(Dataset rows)
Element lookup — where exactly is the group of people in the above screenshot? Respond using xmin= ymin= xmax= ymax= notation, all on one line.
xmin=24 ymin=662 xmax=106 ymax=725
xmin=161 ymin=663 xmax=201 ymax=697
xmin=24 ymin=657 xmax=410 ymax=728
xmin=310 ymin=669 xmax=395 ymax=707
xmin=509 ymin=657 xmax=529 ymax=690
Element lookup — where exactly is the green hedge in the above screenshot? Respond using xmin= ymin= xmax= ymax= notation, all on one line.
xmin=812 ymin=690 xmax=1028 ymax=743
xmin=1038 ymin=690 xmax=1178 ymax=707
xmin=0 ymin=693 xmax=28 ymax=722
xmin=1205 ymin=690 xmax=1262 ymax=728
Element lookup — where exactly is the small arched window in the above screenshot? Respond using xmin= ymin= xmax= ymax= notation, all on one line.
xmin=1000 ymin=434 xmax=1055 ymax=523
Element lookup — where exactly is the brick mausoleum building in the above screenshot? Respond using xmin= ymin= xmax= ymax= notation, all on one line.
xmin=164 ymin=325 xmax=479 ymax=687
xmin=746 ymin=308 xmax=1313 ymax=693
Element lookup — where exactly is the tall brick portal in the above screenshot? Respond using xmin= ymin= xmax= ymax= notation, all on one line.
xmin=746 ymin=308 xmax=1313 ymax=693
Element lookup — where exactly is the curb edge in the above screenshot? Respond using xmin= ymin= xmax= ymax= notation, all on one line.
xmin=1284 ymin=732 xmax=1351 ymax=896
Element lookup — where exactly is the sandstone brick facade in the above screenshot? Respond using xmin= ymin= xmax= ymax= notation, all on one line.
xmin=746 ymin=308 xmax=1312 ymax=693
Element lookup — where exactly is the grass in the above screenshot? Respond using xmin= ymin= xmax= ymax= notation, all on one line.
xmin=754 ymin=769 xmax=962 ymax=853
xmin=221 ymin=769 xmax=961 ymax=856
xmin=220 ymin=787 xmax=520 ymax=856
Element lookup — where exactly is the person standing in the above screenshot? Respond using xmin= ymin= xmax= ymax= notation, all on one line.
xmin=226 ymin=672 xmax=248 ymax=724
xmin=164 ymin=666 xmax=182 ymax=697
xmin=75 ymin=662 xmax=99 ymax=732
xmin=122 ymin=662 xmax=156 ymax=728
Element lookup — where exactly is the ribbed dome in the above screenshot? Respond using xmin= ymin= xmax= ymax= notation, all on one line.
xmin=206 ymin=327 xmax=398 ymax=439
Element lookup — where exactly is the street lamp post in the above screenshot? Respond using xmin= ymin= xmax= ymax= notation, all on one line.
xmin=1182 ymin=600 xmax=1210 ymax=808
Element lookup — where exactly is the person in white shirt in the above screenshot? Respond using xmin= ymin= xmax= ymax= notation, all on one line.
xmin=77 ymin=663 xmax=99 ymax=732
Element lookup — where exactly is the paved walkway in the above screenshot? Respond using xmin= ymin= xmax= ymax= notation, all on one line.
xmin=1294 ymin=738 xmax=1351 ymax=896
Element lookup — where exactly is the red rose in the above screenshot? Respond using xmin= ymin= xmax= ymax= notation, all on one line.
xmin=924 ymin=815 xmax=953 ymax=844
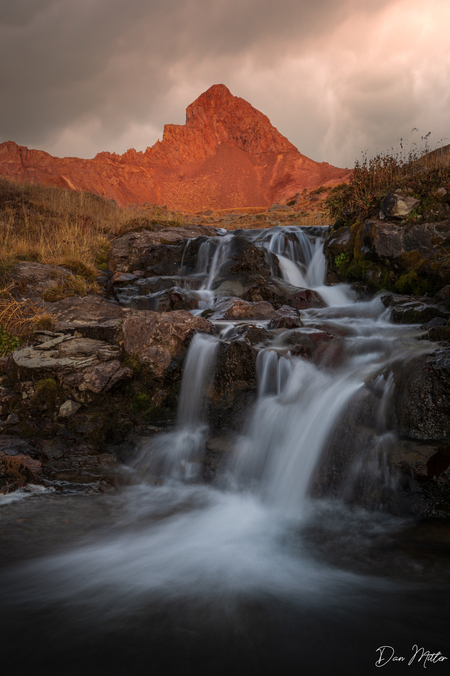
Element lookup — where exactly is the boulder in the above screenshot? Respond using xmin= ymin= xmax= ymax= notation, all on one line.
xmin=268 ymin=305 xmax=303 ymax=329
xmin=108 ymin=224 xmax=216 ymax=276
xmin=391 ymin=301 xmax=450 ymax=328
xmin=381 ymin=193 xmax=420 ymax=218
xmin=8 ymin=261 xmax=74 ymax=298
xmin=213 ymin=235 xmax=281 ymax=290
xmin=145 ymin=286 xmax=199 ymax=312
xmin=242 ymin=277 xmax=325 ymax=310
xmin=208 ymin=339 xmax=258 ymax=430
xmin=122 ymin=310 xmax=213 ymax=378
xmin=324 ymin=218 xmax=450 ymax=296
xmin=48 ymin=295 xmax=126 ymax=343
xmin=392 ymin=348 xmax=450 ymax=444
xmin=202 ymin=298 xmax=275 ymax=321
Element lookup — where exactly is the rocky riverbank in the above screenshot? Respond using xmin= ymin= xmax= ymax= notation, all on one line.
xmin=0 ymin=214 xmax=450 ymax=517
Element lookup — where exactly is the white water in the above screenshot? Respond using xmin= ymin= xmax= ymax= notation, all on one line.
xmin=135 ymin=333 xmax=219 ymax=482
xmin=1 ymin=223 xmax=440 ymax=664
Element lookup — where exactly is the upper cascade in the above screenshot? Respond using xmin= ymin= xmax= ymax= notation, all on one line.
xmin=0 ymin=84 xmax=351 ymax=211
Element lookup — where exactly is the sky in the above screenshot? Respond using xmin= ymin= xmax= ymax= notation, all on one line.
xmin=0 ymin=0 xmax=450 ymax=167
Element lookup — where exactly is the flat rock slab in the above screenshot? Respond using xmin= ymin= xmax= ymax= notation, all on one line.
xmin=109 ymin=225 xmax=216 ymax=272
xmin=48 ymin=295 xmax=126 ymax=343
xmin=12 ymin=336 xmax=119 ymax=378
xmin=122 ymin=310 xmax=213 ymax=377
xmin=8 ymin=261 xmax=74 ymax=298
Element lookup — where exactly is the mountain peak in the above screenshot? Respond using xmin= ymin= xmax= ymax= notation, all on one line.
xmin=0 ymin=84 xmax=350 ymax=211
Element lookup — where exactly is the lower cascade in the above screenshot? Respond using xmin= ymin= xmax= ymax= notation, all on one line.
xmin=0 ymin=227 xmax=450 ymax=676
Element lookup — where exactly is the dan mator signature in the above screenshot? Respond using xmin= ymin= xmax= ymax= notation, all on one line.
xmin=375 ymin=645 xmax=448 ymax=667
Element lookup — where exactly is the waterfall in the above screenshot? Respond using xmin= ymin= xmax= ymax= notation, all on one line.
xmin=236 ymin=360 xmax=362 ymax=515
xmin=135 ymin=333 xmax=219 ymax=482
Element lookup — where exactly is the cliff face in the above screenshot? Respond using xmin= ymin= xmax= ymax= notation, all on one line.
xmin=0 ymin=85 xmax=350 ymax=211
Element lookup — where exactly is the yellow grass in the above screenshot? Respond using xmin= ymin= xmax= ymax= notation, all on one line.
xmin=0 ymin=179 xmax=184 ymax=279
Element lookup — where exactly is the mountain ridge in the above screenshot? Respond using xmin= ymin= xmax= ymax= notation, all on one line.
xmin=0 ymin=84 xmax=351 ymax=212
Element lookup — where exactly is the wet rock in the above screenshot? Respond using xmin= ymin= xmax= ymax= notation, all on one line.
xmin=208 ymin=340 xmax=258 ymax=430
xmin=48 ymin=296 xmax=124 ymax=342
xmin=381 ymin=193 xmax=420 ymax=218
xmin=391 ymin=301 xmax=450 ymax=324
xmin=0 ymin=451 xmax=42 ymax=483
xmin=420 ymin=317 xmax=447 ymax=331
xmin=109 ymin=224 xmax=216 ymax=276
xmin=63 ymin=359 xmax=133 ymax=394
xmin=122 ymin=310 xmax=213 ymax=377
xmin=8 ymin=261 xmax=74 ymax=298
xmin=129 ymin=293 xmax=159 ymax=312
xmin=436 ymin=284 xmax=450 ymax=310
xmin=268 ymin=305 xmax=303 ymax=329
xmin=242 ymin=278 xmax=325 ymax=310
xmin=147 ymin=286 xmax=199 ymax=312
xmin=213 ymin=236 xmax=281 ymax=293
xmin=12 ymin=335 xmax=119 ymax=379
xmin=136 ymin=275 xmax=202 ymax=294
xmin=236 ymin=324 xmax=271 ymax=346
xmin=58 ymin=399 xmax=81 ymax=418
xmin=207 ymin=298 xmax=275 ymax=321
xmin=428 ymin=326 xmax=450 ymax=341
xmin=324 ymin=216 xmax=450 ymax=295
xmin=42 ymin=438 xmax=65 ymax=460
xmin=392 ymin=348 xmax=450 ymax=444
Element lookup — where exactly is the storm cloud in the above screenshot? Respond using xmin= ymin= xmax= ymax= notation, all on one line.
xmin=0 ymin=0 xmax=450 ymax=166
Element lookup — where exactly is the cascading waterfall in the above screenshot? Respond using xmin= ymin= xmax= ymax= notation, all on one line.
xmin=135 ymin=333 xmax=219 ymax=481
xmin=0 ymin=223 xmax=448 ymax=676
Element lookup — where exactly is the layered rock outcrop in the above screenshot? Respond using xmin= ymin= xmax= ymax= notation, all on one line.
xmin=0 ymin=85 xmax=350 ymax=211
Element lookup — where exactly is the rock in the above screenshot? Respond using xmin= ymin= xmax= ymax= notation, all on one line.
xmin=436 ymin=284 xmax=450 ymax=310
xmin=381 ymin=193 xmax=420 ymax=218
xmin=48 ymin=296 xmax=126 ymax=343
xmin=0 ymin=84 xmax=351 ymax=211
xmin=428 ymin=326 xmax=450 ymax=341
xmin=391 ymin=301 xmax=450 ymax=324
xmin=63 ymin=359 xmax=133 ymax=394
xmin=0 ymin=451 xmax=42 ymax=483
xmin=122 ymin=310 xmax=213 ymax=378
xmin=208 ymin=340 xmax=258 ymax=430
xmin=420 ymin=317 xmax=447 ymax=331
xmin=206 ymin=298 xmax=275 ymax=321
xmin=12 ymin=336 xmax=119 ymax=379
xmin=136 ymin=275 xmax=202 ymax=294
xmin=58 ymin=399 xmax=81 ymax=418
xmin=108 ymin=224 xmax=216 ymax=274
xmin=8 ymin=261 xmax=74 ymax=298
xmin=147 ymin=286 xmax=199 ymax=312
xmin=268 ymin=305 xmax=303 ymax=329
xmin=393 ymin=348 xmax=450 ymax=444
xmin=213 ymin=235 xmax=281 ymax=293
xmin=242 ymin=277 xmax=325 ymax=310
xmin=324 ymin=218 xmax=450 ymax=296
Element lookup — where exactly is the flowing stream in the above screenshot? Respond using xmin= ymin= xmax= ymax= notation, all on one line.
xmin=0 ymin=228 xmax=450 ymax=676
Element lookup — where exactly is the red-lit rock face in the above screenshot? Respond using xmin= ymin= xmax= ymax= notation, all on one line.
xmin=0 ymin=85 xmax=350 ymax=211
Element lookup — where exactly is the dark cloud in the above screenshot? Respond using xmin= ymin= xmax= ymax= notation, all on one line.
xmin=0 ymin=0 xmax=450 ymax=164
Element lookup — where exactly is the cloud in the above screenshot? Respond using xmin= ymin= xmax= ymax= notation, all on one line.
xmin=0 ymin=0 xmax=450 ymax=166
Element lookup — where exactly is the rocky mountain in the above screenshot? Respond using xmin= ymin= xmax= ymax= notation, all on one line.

[Requirements] Please copy the records from the line with "Element lookup — where exactly is the waterfall" to the line with "xmin=0 ymin=84 xmax=351 ymax=212", replacing "yellow grass" with "dry grass" and changing nothing else.

[Solution for this problem]
Element lookup — where exactly is the waterfall in the above screenshot? Respond using xmin= ymin= xmax= ymax= notation, all on one line.
xmin=236 ymin=360 xmax=362 ymax=515
xmin=135 ymin=333 xmax=219 ymax=482
Element lookup — where exactly is the cliff face in the above screenshot? Respond using xmin= ymin= xmax= ymax= notation, all on one line.
xmin=0 ymin=85 xmax=350 ymax=211
Element lookup — where exactly is the dry grass in the above screenshot? Respond using xmin= ymin= xmax= ymax= notation, all on one line.
xmin=0 ymin=179 xmax=184 ymax=279
Element lookup — where exactly is the mountain ridge in the above screenshot? Respond using xmin= ymin= xmax= ymax= notation, all on one line.
xmin=0 ymin=84 xmax=351 ymax=212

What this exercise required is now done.